[[ Passage shown open ]]

Friday, February 7, 2020

SARS-CoV-2 (Coronavirus) - UniProtKB acts to serve community need


UniProt has launched a COVID-19 portal https://covid-19.uniprot.org/ for the latest pre-release data. This will be updated independently to the general UniProt 8 week release cycle. You can also find the data on FTP here ftp://ftp.uniprot.org/pub/databases/uniprot/pre_release/ .

The 2019–20 COVID-19 outbreak is a viral epidemic which started in mainland China but has since spread to several other countries and territories. The Severe Acute Respiratory Syndrome Coronavirus 2  (SARS-CoV-2) was first identified in Wuhan, the capital of China's Hubei province. It is an enveloped single-stranded RNA virus. The particles are decorated with petal-shaped surface projections which are reminiscent of the solar corona.  These viruses are found in many vertebrate species and cause respiratory diseases, such as the common cold or SARS.  The more recent SARS-CoV-2 has emerged from a still unknown animal reservoir and can be transmitted from human to human.

[[ Passage shown closed ]]

■ Work to complete
1 - Rewrite the UniProt post on SARS-CoV-2 from "The 2019–20 COVID-19 outbreak" up to and including "human to human.", putting "animal species" in place of "vertebrate species".
2 - Extend the UniProt post on SARS-CoV-2 past its last sentence.

[[ Dataset extract open ]]

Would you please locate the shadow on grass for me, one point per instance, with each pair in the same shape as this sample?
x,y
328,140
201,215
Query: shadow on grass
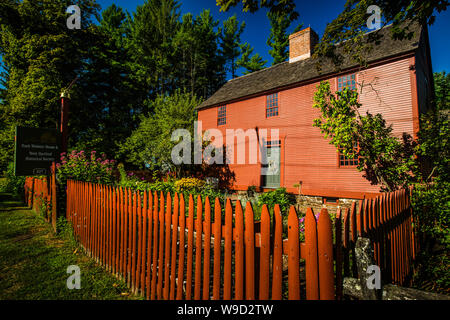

[[ Dataset extract closed ]]

■ Response list
1 -
The 2019–20 COVID-19 outbreak is a viral epidemic which started in mainland China but has since spread to several other countries and territories. The Severe Acute Respiratory Syndrome Coronavirus 2  (SARS-CoV-2) was first identified in Wuhan, the capital of China's Hubei province. It is an enveloped single-stranded RNA virus. The particles are decorated with petal-shaped surface projections which are reminiscent of the solar corona.  These viruses are found in many animal species and cause respiratory diseases, such as the common cold or SARS.  The more recent SARS-CoV-2 has emerged from a still unknown animal reservoir and can be transmitted from human to human.

2 -
Coronaviruses possess the largest genomes among all known RNA viruses. The 30 kilobase genome of the Wuhan seafood market strain has been sequenced (MN908947, NC_045512), this genome encodes a total of 13-14 proteins. In order to fast-track scientific research, these proteins have been manually annotated by UniProt biocurators and the entries made available as a pre-release dataset. This file provides pre-release access to the SARS-CoV-2 protein sequences in UniProt from the current public health emergency. The data will become part of a future UniProt release and may be subject to further changes. A high-resolution crystal structure of the SARS-CoV-2 3CL hydrolase (6lu7) has been determined by Zihe Rao and Haitao Yang's research team at ShanghaiTech University and is cross-referenced from P0DTD1.


Two copies of the 3C-like hydrolase (P0DTD1 -PRO_0000449623)
in a catalytically active assembly


In common with other public domain resources, UniProt has moved rapidly to make these valuable data publicly available at the time when it is most needed and hope that this will assist clinical researchers in their efforts to combat the virus. To download the entire dataset of protein sequences, expertly curated for function and fully cross-referenced to additional resources click here.

Tuesday, February 4, 2020

Understanding protein complexes with UniProtKB and the Complex Portal


Very few proteins are solitary biological entities which act independently. Understanding the context in which a protein carries out its function or regulates the function of other proteins is essential for a complete overview of how a protein works. UniProt and the Complex Portal provide the scientific community with the mechanistic importance and physiological contributions of individual proteins by presenting data on interactions, protein networks, and the reactions and pathways in which proteins play a role.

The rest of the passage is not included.